* EXERCISE *
All of the records should be reproduced word for word, but no images may appear in the copy.

___ SUPPLIED RECORDS

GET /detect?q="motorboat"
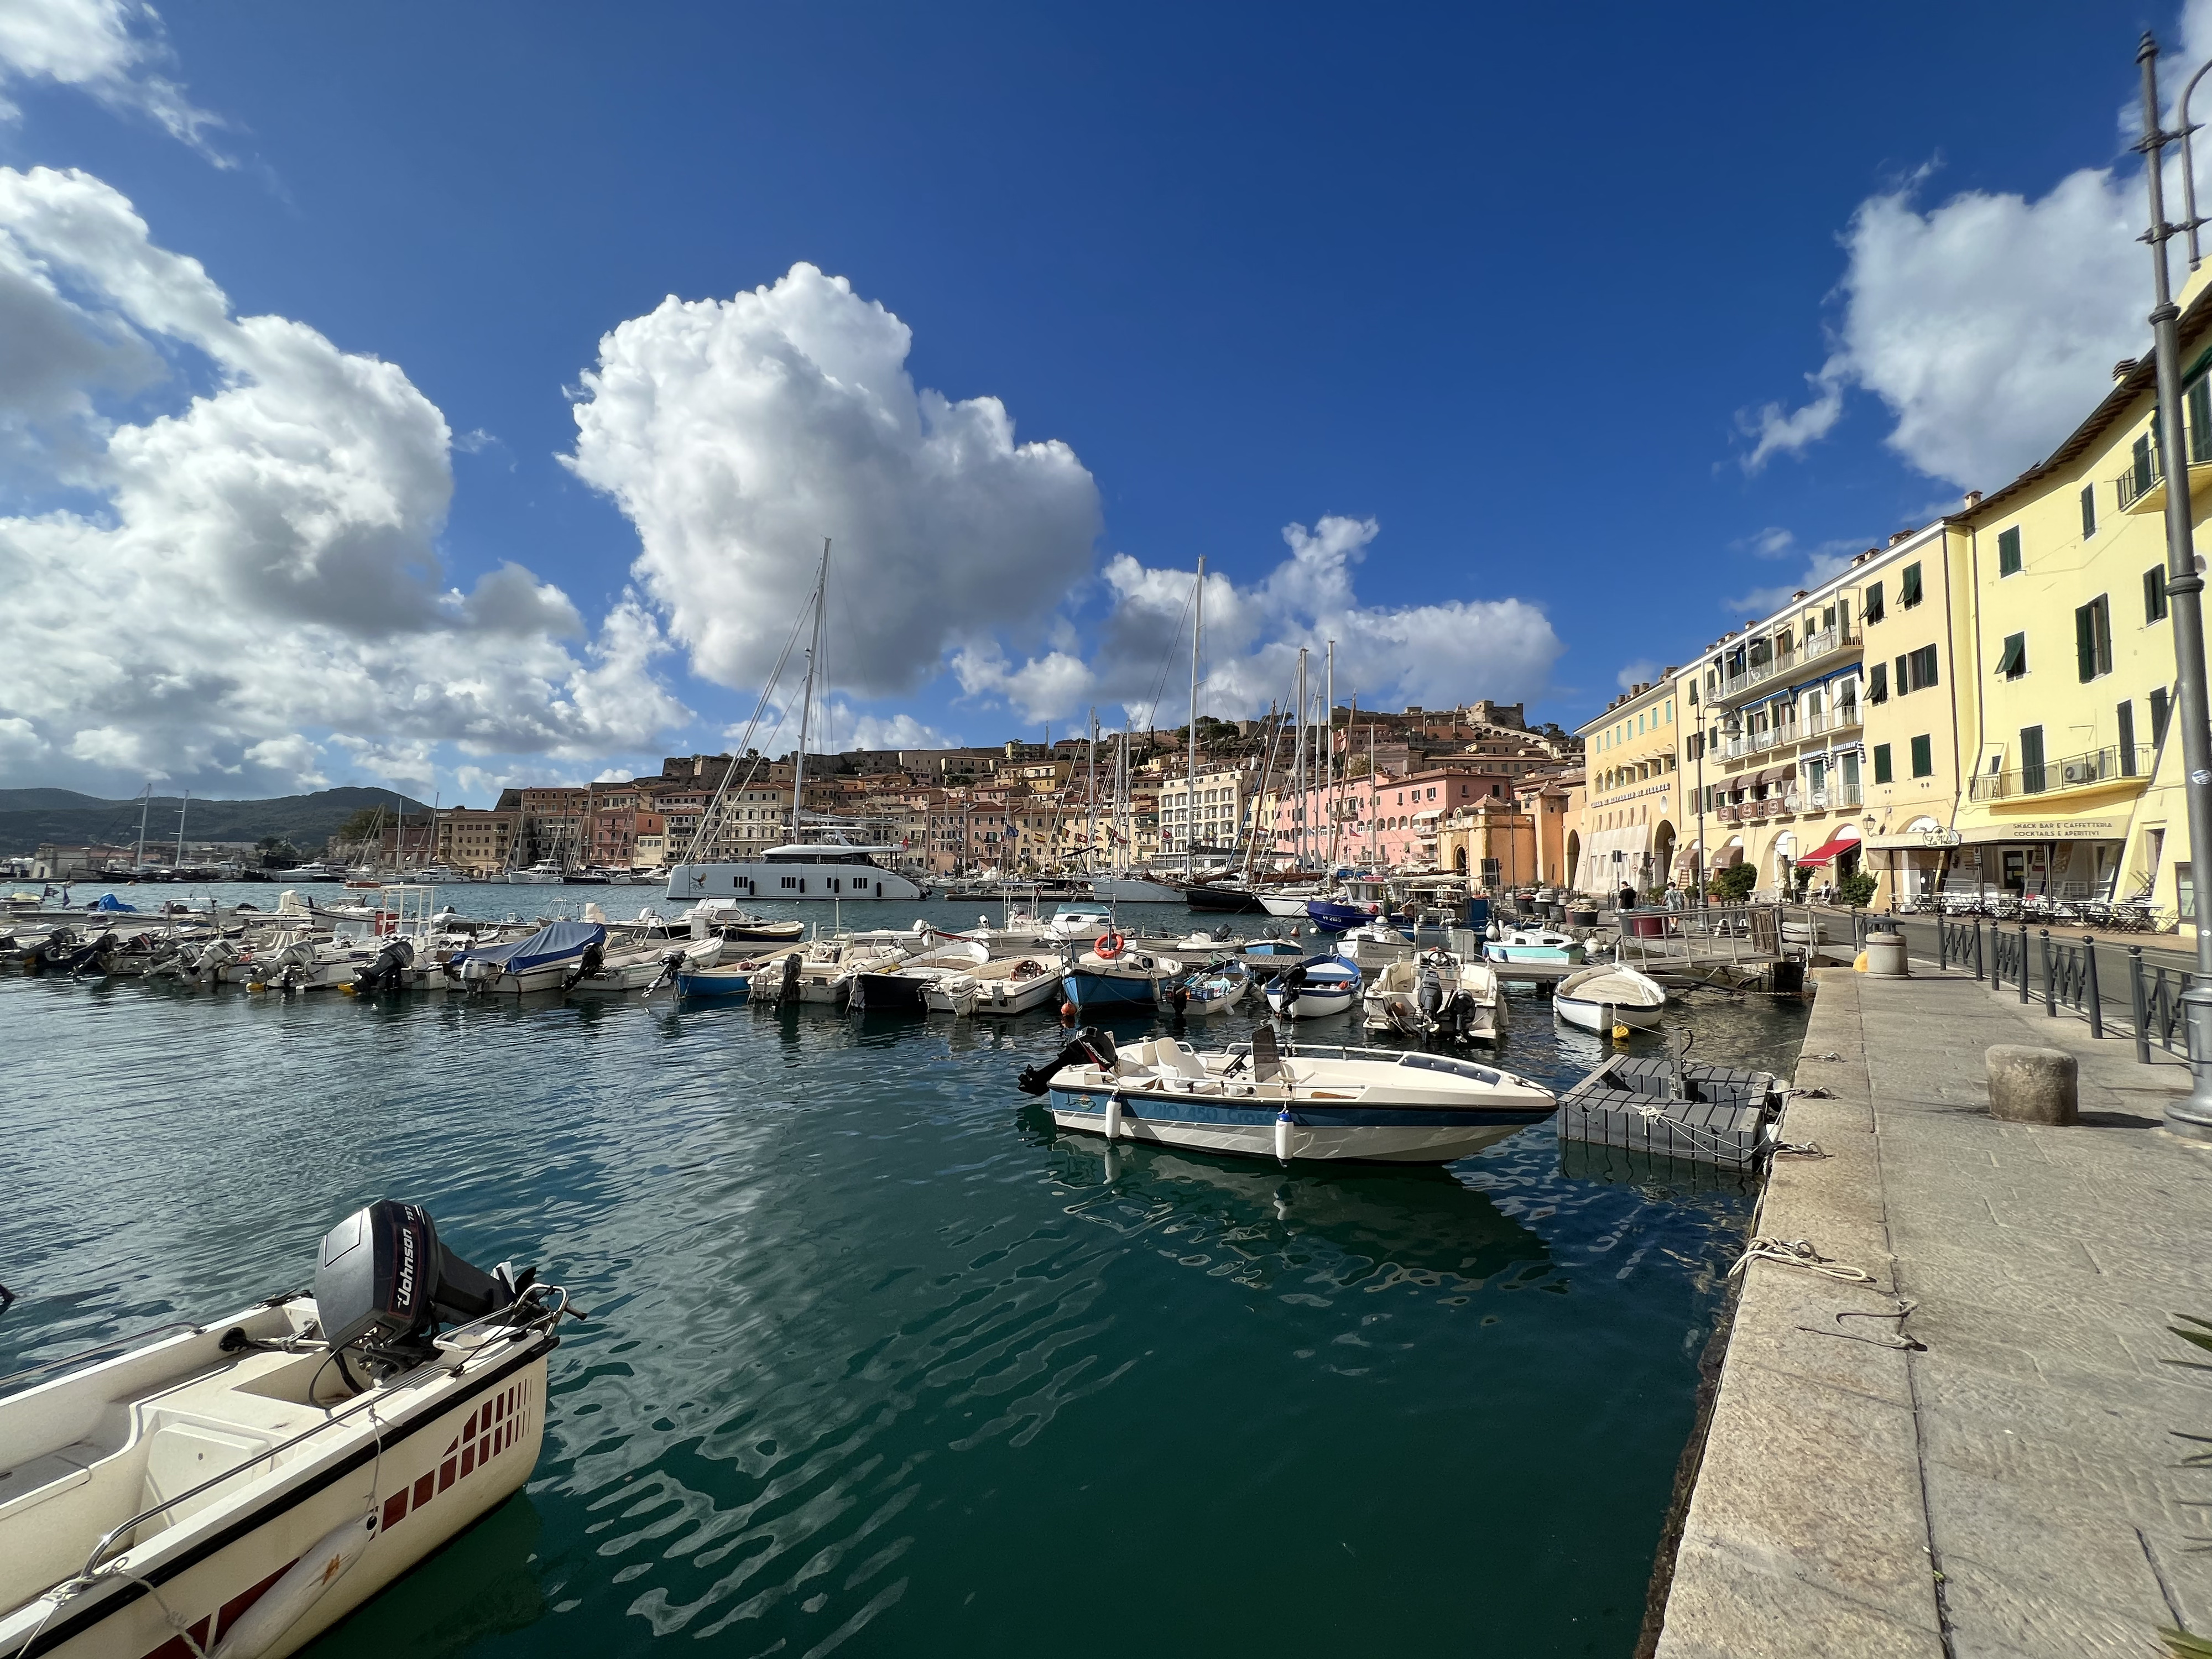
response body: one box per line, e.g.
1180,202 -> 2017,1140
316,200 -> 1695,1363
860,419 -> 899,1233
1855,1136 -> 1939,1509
1237,937 -> 1307,976
284,862 -> 340,881
1046,903 -> 1114,942
1363,950 -> 1499,1042
1484,927 -> 1586,965
1264,953 -> 1362,1019
1175,958 -> 1251,1016
926,954 -> 1066,1016
663,842 -> 924,903
744,940 -> 904,1008
1553,962 -> 1668,1033
446,921 -> 606,993
0,1201 -> 570,1659
1343,920 -> 1416,947
505,862 -> 566,886
850,940 -> 990,1014
1307,880 -> 1406,933
675,963 -> 754,1001
1175,927 -> 1236,951
1256,885 -> 1320,918
1063,945 -> 1185,1013
565,941 -> 680,998
1018,1027 -> 1557,1164
685,900 -> 806,943
1088,875 -> 1183,903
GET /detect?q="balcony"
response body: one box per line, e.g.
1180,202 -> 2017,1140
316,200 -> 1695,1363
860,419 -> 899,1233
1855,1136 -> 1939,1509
1709,619 -> 1864,708
1968,743 -> 2154,801
2117,437 -> 2212,514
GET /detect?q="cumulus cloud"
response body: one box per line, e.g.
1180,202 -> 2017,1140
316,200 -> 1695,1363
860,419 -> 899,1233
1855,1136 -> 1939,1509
955,514 -> 1565,725
831,708 -> 963,752
0,0 -> 227,161
0,165 -> 691,792
564,262 -> 1103,700
1615,659 -> 1661,692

______

* RESULT FOR THIS EXERCISE *
GET /detect?q="motorboat"
response body: one box per line, e.g.
1180,202 -> 2017,1140
316,200 -> 1695,1363
860,419 -> 899,1233
1855,1136 -> 1939,1509
1237,937 -> 1307,976
284,862 -> 340,881
1046,903 -> 1114,942
1363,950 -> 1499,1042
1484,927 -> 1586,965
1264,953 -> 1362,1019
1175,958 -> 1251,1016
926,954 -> 1066,1016
663,842 -> 924,903
744,940 -> 904,1008
1553,962 -> 1668,1033
446,921 -> 606,993
0,1201 -> 570,1659
1343,920 -> 1416,947
505,862 -> 566,886
850,940 -> 990,1014
1307,880 -> 1406,933
675,963 -> 754,1001
1175,927 -> 1236,951
1256,885 -> 1320,918
1063,945 -> 1185,1013
565,941 -> 680,998
1018,1027 -> 1557,1164
685,900 -> 806,943
1088,875 -> 1183,903
GET /detect?q="balcony"
response body: one box per line, e.g.
1180,202 -> 2017,1140
316,200 -> 1695,1363
860,419 -> 899,1233
1855,1136 -> 1939,1509
1709,619 -> 1864,708
1968,743 -> 2154,801
2117,437 -> 2212,514
GET /detect?q="cumulus cloud"
response body: one box per line, e.g.
1180,202 -> 2017,1140
316,200 -> 1695,1363
860,419 -> 899,1233
1855,1136 -> 1939,1509
955,514 -> 1565,725
831,708 -> 963,752
0,0 -> 227,161
0,165 -> 691,792
564,262 -> 1103,700
1615,659 -> 1661,692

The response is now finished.